__Problem statement__. Gather every line in the records below that contains the string "blue", and copy each one. Matching is case-sensitive.

__Supplied entries__.
□ □ □ □
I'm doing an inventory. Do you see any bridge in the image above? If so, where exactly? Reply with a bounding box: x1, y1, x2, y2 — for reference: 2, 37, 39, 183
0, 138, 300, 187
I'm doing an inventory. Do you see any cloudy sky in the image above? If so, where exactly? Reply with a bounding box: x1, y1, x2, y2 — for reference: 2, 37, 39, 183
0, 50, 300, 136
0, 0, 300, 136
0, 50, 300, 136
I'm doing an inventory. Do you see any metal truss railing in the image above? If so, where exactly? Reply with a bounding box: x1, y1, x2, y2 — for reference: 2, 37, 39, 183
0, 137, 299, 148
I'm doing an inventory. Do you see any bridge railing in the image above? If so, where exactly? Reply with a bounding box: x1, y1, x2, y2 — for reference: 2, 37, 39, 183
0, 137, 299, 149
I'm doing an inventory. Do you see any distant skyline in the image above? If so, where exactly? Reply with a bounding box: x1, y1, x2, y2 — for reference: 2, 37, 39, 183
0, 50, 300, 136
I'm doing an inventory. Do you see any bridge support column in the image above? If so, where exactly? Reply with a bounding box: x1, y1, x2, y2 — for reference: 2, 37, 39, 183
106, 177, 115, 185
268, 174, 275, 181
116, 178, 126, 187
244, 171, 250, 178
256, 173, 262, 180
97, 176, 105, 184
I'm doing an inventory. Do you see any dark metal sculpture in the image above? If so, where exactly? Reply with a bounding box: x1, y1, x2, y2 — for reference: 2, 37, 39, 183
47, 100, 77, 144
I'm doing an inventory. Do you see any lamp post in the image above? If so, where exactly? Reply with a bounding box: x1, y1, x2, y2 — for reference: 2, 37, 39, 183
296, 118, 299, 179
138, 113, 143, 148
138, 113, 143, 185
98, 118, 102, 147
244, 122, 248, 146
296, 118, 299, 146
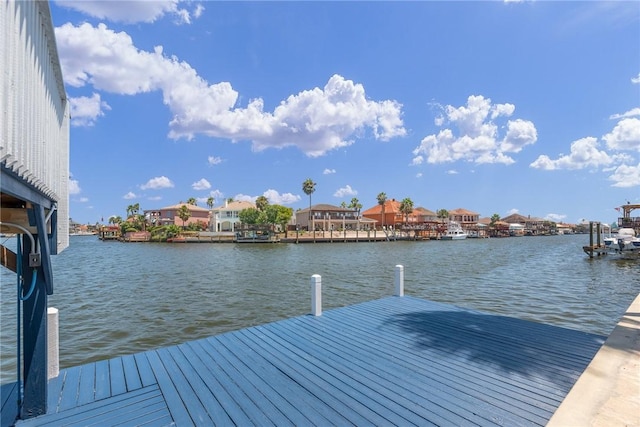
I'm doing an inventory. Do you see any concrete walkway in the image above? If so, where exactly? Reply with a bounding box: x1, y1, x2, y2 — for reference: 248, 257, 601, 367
548, 294, 640, 427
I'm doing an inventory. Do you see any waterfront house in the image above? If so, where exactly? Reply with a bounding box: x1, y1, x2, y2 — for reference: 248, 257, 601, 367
449, 208, 480, 230
295, 204, 375, 231
412, 206, 439, 224
209, 200, 256, 231
144, 203, 209, 231
501, 213, 553, 235
0, 1, 70, 426
362, 199, 413, 227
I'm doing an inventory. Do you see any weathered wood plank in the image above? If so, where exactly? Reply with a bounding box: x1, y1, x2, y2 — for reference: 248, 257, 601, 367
0, 382, 18, 427
109, 357, 127, 396
77, 363, 96, 406
195, 340, 273, 425
134, 352, 158, 387
146, 351, 195, 426
17, 385, 169, 427
238, 327, 408, 425
285, 314, 542, 425
216, 334, 338, 425
122, 354, 142, 391
12, 297, 603, 426
47, 369, 66, 414
95, 360, 111, 400
58, 366, 82, 411
157, 346, 212, 425
180, 341, 246, 426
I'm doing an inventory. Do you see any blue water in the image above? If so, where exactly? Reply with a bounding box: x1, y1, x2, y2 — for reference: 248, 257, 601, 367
0, 235, 640, 383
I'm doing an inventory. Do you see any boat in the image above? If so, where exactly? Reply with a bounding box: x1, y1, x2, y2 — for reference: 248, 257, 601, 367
604, 227, 640, 259
440, 221, 469, 240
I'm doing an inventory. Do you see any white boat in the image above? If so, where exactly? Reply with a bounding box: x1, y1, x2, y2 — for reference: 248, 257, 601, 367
604, 228, 640, 259
441, 221, 469, 240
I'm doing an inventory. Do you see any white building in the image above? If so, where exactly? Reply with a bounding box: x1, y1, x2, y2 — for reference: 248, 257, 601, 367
210, 201, 256, 231
0, 0, 69, 423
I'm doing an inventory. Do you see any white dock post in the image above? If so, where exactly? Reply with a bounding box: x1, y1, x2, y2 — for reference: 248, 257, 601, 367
395, 264, 404, 297
47, 307, 60, 379
311, 274, 322, 316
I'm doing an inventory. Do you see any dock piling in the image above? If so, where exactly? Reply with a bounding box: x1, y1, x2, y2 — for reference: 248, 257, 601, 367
395, 264, 404, 297
47, 307, 60, 379
311, 274, 322, 316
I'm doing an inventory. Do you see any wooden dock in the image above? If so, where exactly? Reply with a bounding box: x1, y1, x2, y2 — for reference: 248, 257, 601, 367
11, 296, 604, 427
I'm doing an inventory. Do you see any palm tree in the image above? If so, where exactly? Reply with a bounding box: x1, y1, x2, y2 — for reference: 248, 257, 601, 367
349, 197, 362, 216
376, 192, 387, 227
256, 196, 269, 212
302, 178, 316, 230
178, 205, 191, 230
400, 197, 413, 224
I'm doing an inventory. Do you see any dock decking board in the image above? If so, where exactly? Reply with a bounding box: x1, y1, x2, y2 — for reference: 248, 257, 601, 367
10, 296, 604, 426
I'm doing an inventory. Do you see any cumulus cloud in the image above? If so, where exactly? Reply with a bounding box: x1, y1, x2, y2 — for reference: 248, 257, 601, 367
412, 95, 538, 165
609, 163, 640, 188
602, 118, 640, 151
56, 0, 204, 24
191, 178, 211, 190
262, 189, 300, 205
69, 179, 82, 195
207, 156, 222, 166
529, 137, 614, 170
544, 213, 567, 222
56, 23, 406, 157
140, 176, 174, 190
609, 107, 640, 120
529, 113, 640, 187
333, 185, 358, 198
69, 93, 111, 126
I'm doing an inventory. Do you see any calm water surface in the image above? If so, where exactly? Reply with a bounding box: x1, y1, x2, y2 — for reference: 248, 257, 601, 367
0, 235, 640, 383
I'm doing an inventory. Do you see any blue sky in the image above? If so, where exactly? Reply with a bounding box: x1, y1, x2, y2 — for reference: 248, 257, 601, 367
51, 0, 640, 224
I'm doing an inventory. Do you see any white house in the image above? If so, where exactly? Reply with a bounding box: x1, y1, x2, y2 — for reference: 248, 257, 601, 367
210, 201, 256, 231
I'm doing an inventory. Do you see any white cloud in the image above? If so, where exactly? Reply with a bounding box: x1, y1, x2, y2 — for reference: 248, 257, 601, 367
191, 178, 211, 190
69, 179, 82, 195
412, 95, 538, 165
602, 118, 640, 151
56, 0, 204, 24
411, 156, 424, 166
544, 213, 567, 222
333, 185, 358, 198
140, 176, 174, 190
69, 93, 111, 126
609, 163, 640, 188
529, 137, 614, 170
207, 156, 222, 166
262, 189, 300, 205
233, 193, 258, 203
56, 23, 406, 157
609, 107, 640, 120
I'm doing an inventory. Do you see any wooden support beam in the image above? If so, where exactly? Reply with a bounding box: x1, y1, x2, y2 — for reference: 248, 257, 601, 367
0, 245, 18, 273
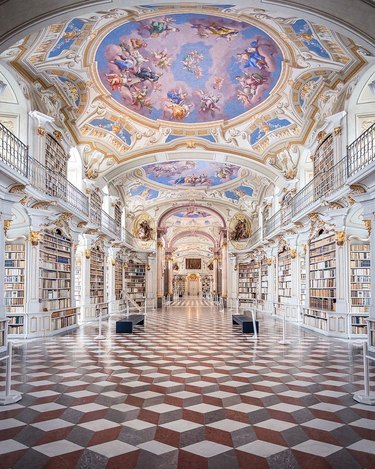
□ □ □ □
__Answer below__.
I'm doing an inventory. Do you see any blue water in the image above? If so, where exactly? Reply with a bounding box: x1, y1, x2, y2 — for reference: 248, 257, 601, 367
I'm doing an inventory. Do you see any blue sky in the image above? If so, where exactly? Reply with a bounding box: x1, y1, x2, y2 — for reference: 248, 257, 601, 367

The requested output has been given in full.